(Saved entries)
—————

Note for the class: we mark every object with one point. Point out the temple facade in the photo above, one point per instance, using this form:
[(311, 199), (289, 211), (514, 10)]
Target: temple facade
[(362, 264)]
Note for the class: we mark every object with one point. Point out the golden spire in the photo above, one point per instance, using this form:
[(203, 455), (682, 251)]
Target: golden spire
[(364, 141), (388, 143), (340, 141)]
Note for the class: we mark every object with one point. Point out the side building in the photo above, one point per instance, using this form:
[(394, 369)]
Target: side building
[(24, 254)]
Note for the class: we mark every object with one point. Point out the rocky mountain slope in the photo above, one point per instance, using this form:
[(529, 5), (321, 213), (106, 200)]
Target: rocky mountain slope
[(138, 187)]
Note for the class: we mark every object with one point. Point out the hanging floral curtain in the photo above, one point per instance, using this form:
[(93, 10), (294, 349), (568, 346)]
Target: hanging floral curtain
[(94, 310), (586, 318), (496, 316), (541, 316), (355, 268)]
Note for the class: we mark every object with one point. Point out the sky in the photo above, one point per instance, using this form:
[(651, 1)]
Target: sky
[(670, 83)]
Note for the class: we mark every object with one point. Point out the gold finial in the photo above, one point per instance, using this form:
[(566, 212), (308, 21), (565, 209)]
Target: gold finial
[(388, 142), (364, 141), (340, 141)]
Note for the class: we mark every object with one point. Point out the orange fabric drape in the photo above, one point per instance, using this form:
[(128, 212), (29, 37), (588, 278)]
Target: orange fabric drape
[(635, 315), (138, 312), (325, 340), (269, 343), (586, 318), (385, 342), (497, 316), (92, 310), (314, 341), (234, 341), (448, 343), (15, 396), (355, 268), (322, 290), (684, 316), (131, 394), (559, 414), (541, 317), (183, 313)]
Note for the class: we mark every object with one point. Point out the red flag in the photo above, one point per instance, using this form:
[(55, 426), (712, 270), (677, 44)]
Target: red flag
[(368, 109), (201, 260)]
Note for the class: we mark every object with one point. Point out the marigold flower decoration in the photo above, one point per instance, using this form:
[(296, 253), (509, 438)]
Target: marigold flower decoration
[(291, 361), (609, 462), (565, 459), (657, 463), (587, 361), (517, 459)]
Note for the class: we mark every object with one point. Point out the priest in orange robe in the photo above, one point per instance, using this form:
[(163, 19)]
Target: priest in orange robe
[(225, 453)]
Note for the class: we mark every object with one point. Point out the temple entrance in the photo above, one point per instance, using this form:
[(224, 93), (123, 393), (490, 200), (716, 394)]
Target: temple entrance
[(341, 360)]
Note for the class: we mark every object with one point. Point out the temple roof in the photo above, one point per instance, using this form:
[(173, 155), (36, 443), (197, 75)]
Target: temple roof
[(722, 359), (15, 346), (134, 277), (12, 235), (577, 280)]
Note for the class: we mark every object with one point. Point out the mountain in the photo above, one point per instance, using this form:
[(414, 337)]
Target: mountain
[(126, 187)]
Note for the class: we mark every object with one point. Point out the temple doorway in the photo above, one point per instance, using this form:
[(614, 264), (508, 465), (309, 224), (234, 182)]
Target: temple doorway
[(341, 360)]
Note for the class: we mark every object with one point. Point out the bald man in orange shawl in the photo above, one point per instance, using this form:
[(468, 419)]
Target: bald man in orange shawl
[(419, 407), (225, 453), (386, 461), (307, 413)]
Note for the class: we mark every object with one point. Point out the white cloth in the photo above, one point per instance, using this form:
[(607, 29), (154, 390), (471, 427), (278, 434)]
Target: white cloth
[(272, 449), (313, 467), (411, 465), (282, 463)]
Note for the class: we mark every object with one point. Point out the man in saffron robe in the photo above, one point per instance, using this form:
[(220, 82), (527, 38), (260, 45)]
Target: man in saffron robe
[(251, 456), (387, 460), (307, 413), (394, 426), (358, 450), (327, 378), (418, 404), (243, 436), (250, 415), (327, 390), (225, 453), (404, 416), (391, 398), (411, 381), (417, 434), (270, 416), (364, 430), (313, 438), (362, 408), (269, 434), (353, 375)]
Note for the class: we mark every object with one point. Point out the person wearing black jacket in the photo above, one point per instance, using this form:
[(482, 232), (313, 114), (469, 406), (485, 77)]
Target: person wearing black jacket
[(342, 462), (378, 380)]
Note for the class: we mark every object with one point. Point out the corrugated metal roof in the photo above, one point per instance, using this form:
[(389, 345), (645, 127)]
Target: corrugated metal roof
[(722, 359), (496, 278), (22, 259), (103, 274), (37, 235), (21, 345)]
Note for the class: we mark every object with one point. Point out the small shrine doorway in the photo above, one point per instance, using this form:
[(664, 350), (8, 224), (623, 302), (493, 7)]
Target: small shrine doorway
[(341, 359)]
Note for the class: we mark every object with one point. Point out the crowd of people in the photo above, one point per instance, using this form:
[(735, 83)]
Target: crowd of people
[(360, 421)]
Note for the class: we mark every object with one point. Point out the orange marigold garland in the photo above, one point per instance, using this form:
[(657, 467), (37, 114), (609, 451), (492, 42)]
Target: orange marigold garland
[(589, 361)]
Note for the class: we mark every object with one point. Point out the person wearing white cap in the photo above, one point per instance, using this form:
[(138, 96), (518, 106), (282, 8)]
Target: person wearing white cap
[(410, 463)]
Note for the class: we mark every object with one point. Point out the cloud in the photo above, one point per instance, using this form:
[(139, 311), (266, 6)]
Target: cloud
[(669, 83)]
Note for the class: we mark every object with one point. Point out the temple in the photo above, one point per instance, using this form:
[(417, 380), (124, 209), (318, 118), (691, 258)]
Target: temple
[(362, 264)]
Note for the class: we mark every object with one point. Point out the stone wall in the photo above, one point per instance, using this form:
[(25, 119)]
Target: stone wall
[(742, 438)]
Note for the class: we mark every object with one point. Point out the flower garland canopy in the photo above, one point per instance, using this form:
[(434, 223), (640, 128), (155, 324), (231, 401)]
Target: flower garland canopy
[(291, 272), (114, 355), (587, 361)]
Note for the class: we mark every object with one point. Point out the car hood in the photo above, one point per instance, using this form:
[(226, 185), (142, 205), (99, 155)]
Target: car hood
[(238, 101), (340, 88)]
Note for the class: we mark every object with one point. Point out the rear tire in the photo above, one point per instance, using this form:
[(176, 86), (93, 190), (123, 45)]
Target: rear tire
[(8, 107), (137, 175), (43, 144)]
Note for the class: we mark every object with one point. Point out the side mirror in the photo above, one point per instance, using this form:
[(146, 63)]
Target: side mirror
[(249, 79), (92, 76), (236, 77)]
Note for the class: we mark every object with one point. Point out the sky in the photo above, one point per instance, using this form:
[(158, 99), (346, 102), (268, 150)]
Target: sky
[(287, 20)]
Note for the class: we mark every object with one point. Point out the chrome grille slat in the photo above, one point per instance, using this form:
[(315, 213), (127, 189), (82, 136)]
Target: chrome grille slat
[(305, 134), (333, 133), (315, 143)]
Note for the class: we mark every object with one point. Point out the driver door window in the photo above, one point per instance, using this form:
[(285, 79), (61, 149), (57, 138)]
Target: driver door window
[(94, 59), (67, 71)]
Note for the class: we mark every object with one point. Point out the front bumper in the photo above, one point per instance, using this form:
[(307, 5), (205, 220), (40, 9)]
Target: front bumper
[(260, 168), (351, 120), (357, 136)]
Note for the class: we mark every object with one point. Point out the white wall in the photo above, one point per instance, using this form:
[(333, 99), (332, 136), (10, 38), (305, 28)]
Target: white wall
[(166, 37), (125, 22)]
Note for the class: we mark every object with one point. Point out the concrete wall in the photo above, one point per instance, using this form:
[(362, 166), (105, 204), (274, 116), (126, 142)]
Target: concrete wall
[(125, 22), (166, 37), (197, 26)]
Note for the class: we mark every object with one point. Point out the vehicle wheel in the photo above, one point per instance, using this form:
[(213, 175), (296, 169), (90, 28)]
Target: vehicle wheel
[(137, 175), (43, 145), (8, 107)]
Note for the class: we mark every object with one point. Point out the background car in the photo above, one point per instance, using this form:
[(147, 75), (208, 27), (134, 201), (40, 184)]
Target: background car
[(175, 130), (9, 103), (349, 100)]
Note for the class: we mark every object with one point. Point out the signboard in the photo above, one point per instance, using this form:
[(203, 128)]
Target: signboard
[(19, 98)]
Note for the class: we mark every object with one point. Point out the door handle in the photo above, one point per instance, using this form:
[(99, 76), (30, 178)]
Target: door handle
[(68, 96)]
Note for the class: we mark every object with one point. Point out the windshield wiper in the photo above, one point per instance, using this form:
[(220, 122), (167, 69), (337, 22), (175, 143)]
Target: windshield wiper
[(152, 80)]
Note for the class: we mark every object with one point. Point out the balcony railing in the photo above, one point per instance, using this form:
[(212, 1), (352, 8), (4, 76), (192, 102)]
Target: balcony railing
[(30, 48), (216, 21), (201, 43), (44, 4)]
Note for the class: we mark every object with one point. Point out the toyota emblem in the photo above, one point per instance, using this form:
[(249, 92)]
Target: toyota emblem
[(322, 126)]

—————

> **EXERCISE GOAL**
Rewrite the lines from the one containing "out the balcony" through the end of the items, inclusive, with "toyota emblem" replaced by "car emblem" and nothing else changed.

> **OUTPUT OF THE EXERCISE**
Note for the class: we mark every object with one point. Point out the balcony railing in the photo above, one point per instance, using this form:
[(212, 1), (352, 8), (4, 76), (192, 102)]
Target: balcony railing
[(30, 48), (216, 21), (201, 43), (44, 4)]
Note for the class: we mark every object with one point. Point out the car emblem in the photo above, one point per instance, using this form:
[(249, 92)]
Target: car emblem
[(322, 126)]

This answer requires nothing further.